[Begin DATA]

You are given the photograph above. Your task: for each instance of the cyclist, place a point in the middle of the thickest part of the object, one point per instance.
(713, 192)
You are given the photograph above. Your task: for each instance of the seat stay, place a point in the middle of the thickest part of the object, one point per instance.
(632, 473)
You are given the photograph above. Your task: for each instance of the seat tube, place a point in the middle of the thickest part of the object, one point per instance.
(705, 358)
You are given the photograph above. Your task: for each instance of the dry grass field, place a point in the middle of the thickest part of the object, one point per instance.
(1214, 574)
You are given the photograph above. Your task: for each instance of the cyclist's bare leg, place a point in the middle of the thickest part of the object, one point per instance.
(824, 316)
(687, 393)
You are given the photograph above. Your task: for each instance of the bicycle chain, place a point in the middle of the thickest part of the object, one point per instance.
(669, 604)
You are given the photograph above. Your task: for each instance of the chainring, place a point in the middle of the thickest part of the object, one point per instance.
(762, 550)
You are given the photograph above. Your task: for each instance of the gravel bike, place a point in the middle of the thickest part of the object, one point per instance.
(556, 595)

[End DATA]
[Begin DATA]

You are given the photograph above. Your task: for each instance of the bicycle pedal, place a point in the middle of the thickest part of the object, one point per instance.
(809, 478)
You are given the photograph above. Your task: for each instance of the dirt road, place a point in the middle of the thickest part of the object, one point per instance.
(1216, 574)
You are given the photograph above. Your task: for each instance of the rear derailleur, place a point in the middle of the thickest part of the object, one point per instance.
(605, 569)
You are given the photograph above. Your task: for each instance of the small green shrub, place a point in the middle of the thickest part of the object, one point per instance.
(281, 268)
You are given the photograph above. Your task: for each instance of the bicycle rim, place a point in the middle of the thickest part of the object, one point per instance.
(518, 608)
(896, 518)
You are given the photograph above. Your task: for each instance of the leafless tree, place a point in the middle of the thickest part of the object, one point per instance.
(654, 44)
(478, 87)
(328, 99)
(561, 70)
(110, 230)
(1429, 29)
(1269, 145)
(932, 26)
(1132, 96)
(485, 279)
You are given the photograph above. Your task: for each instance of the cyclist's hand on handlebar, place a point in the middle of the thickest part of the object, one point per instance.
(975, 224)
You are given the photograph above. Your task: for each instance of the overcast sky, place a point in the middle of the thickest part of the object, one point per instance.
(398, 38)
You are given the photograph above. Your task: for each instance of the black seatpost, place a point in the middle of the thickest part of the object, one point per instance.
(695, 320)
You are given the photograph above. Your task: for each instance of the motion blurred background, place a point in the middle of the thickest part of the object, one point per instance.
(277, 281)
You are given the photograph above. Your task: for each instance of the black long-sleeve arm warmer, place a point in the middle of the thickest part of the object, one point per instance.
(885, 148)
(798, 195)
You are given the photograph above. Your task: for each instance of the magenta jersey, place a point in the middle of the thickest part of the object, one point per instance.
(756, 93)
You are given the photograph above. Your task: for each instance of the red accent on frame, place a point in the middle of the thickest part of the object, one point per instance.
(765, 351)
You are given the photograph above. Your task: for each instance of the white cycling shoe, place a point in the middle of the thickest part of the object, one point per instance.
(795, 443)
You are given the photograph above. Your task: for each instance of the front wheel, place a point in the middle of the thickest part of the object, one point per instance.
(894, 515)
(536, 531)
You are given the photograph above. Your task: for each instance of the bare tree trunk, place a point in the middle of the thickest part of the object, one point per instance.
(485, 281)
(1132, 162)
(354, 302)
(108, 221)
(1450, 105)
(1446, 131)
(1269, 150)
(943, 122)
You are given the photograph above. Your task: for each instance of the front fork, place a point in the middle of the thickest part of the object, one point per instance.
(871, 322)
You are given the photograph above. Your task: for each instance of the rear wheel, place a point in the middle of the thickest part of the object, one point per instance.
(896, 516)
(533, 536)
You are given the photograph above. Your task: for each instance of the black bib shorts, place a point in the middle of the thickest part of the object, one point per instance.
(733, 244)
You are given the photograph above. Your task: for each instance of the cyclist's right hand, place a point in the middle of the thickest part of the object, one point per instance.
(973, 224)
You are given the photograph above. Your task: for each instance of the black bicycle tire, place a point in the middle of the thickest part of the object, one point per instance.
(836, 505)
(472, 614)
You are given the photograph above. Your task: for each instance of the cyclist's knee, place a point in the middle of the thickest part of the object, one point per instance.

[End DATA]

**PROBLEM DETAILS**
Pull out the stretch of rows above from the line containing "the black bicycle" through the line containing "cyclist's knee, place", and reproduce it verbatim with both end lines included.

**ANSWER TO THIS EXERCISE**
You are given the photograph above. Your task: for each instance of the black bicycle tire, place a point in the middle of the thickest part of the object, one point per instance.
(836, 505)
(472, 614)
You are given the photograph above. Your task: for each instance of the cyclist's knee, place a point in the middle of the thickest part of the object, one point per instance.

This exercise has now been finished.